* Task item:
Where a line in the listing contains the string "light", copy that line out.

* Data to use:

-- Opening Marker --

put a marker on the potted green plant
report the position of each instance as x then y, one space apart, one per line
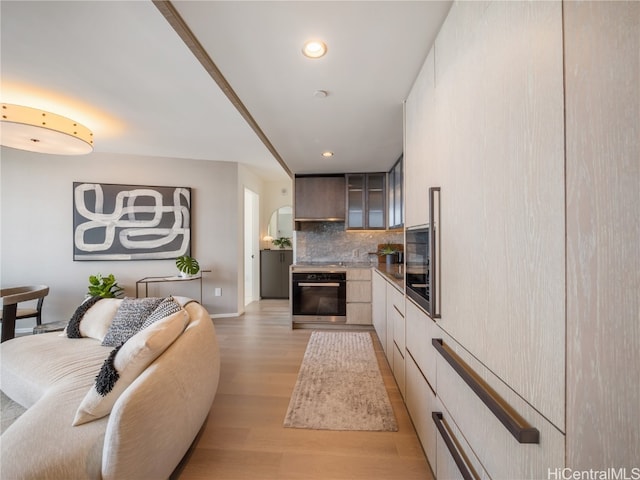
187 265
282 242
106 287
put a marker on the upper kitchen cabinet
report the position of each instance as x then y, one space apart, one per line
366 206
395 215
320 198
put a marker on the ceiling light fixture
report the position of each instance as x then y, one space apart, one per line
35 130
314 49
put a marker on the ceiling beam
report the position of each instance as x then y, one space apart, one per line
172 16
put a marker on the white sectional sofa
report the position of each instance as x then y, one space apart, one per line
140 429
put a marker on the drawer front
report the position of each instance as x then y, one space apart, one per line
500 453
358 274
395 315
379 307
420 329
398 369
455 459
359 313
358 291
395 297
421 401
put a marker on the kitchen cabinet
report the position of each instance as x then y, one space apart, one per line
319 198
359 296
395 209
395 317
501 220
421 401
538 221
274 273
366 205
379 307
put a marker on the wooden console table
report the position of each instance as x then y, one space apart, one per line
147 280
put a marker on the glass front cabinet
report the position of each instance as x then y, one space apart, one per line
366 206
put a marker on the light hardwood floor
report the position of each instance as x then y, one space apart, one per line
244 437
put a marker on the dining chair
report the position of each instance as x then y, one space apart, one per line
11 297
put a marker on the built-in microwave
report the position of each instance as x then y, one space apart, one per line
420 256
417 253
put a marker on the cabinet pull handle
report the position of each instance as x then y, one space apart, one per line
513 422
434 262
438 420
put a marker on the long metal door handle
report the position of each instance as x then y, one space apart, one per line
438 420
512 421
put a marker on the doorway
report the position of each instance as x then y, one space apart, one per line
251 246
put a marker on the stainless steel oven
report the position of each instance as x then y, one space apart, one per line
422 259
319 297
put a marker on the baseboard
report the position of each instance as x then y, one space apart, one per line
225 315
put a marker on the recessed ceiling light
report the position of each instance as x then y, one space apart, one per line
314 49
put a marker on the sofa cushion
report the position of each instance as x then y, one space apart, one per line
166 307
31 365
128 362
129 318
93 318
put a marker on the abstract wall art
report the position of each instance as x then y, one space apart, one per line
130 222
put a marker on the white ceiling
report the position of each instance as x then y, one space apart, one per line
120 68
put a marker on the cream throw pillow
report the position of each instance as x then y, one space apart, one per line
96 322
134 356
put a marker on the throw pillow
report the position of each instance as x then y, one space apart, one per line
129 318
126 363
93 318
166 307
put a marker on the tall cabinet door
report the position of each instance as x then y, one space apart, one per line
274 273
496 150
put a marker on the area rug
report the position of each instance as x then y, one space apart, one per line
340 387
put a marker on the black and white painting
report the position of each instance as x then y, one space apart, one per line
130 222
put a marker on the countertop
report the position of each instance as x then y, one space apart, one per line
393 273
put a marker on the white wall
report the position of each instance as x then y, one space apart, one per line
36 216
276 194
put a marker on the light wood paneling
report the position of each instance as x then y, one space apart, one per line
501 454
602 45
419 144
379 306
500 145
244 437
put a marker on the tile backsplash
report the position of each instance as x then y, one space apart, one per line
330 242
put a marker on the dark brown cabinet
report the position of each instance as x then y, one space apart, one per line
319 198
395 202
366 206
274 273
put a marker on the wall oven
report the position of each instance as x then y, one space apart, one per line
319 297
421 254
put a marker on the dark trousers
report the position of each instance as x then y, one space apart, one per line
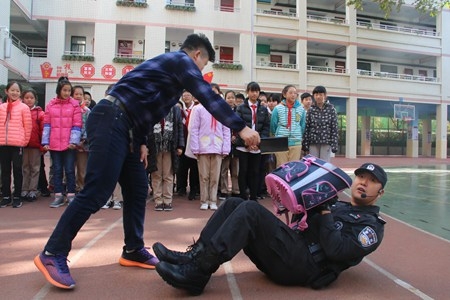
110 160
63 164
43 183
248 177
11 159
277 250
188 167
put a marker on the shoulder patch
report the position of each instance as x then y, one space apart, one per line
367 237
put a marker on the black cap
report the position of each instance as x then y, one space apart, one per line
305 95
375 170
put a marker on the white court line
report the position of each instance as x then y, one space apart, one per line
398 281
232 283
46 288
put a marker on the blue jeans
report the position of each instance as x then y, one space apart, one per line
63 162
110 161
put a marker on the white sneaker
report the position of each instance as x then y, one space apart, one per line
117 204
107 205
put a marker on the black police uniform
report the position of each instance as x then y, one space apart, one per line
332 243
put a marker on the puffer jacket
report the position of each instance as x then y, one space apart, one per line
208 136
321 127
262 125
16 125
279 122
62 124
37 119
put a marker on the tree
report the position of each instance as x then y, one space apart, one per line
424 6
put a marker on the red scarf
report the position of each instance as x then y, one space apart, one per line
289 106
8 109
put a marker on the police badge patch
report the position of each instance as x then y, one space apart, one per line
367 237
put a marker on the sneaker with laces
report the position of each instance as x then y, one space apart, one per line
17 202
159 207
58 201
55 270
117 204
32 196
5 202
107 204
138 258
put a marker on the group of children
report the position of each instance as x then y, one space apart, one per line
218 153
29 132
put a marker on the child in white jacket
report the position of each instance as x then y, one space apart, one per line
209 142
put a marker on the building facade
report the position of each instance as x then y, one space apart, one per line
371 66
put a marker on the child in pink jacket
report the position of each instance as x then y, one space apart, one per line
32 152
15 133
61 136
209 142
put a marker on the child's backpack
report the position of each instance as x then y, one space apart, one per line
298 186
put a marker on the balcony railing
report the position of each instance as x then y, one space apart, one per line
326 19
31 52
275 65
397 76
78 56
409 30
179 5
327 69
227 65
226 8
276 13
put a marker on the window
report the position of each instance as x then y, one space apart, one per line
227 5
226 54
125 48
78 44
389 69
167 47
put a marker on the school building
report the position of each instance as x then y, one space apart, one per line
388 77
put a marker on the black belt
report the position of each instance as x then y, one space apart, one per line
122 107
116 102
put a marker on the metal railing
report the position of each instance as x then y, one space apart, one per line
276 13
29 51
275 65
326 19
179 3
79 53
396 76
409 30
326 69
226 8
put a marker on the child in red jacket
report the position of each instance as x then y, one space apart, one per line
32 152
15 120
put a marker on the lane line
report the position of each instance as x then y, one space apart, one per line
46 288
232 283
398 281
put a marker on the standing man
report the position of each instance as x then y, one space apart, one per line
116 129
337 238
321 132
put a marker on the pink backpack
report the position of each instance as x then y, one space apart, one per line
298 186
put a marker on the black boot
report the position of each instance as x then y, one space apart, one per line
192 276
175 257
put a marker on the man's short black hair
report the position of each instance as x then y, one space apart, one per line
195 41
319 90
240 96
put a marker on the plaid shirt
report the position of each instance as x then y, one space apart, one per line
152 88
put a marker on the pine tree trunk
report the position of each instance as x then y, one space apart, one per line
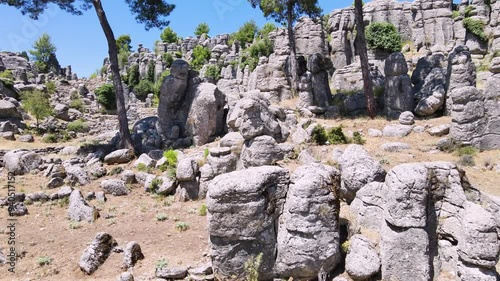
293 51
125 141
363 57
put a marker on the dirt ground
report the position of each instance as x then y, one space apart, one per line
46 232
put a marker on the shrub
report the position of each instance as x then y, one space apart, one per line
133 75
77 104
144 88
182 226
202 28
168 35
466 160
475 27
79 126
37 104
213 71
168 59
43 260
106 96
383 36
49 138
200 56
336 136
203 210
319 135
357 138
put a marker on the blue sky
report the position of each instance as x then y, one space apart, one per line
80 40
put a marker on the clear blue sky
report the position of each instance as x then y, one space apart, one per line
80 40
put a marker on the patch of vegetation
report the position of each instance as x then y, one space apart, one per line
252 267
79 126
213 71
42 261
475 27
203 210
106 96
161 217
200 56
181 226
383 36
466 160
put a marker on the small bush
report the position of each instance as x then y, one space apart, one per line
466 150
213 71
357 138
144 88
466 160
383 36
168 59
203 210
319 135
161 217
181 226
50 138
106 96
475 27
43 260
79 126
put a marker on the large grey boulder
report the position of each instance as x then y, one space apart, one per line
398 96
357 169
115 187
20 162
206 113
119 156
97 252
362 260
255 197
309 219
9 110
252 117
79 210
260 151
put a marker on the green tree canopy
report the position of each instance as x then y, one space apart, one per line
168 35
42 51
202 28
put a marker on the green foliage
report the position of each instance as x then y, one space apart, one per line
123 43
161 264
150 74
37 104
466 150
319 135
202 28
77 104
79 126
169 36
252 267
203 210
475 27
168 59
246 33
200 56
144 88
42 50
213 71
106 96
51 87
357 138
133 75
181 226
266 29
45 260
50 138
383 36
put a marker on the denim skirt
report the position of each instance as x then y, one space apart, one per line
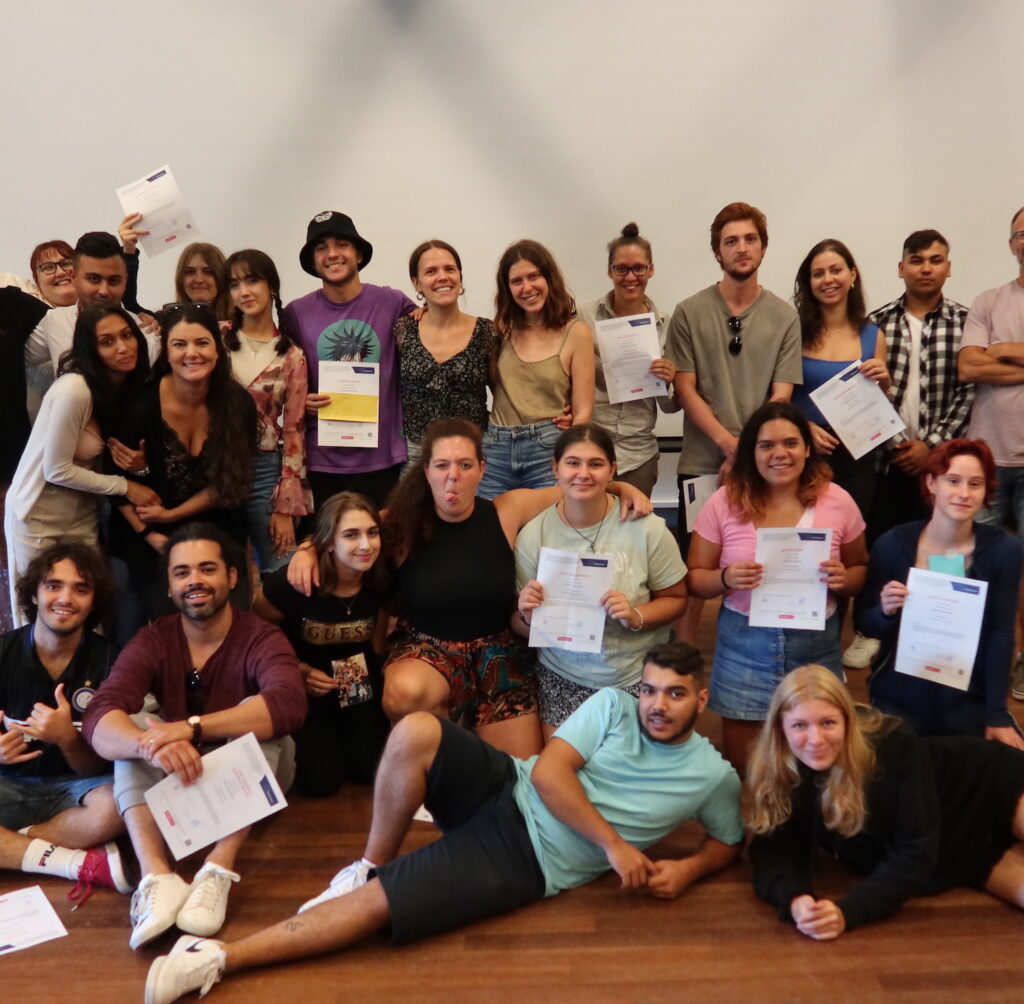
750 662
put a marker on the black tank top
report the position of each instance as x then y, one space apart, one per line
460 584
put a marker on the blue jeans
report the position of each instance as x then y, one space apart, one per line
266 474
1009 499
26 801
517 456
750 662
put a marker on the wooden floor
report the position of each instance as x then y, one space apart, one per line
718 943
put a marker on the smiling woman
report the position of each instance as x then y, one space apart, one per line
190 435
53 495
960 479
777 480
545 363
646 591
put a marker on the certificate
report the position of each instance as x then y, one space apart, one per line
351 418
628 347
164 211
696 491
792 593
940 626
858 411
236 789
571 616
26 919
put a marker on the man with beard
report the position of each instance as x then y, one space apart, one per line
735 346
56 805
217 672
347 320
620 775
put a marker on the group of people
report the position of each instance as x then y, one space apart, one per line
358 642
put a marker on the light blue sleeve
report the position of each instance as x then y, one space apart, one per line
719 813
588 726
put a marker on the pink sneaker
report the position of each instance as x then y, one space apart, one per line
101 867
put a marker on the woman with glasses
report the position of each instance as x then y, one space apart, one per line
272 369
835 333
544 364
190 435
777 480
631 423
960 479
54 493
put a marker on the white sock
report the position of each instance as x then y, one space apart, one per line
50 859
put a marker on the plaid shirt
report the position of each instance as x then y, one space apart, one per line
945 402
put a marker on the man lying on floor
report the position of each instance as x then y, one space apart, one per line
617 777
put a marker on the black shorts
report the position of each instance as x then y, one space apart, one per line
483 865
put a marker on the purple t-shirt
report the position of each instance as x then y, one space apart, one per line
359 329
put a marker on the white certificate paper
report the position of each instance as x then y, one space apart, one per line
858 411
164 211
26 919
940 627
696 491
236 789
351 418
792 593
571 616
628 347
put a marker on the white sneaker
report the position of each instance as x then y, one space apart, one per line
861 652
203 913
155 905
195 963
347 880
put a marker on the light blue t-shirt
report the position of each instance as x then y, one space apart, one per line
644 789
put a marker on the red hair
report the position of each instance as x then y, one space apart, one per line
938 460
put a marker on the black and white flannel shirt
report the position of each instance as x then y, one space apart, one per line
945 401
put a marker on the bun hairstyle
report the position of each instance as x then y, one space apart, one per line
630 237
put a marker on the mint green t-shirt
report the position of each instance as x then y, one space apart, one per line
644 789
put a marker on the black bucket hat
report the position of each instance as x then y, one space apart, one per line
337 224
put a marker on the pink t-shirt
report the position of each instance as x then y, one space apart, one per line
720 524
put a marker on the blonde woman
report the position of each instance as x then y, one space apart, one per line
914 817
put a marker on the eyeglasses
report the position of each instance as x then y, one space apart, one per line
65 264
194 693
736 341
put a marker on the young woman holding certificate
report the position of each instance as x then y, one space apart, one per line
829 300
777 480
453 653
914 817
960 478
647 591
631 423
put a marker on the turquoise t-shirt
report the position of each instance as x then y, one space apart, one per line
644 789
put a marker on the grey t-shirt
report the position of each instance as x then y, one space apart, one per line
733 386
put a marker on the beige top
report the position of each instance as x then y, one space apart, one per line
528 392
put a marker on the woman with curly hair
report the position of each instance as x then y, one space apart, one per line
777 480
190 435
544 362
267 363
913 817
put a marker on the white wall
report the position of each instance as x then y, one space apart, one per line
482 122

-- Closing Marker --

* Written solution:
put a marker on the ceiling light fixture
put a marker on the light hardwood floor
put a marker on the recessed ceiling light
put a marker on the light wood paneling
put a marker on the light blue sleeve
put a marker on the light blue t-shirt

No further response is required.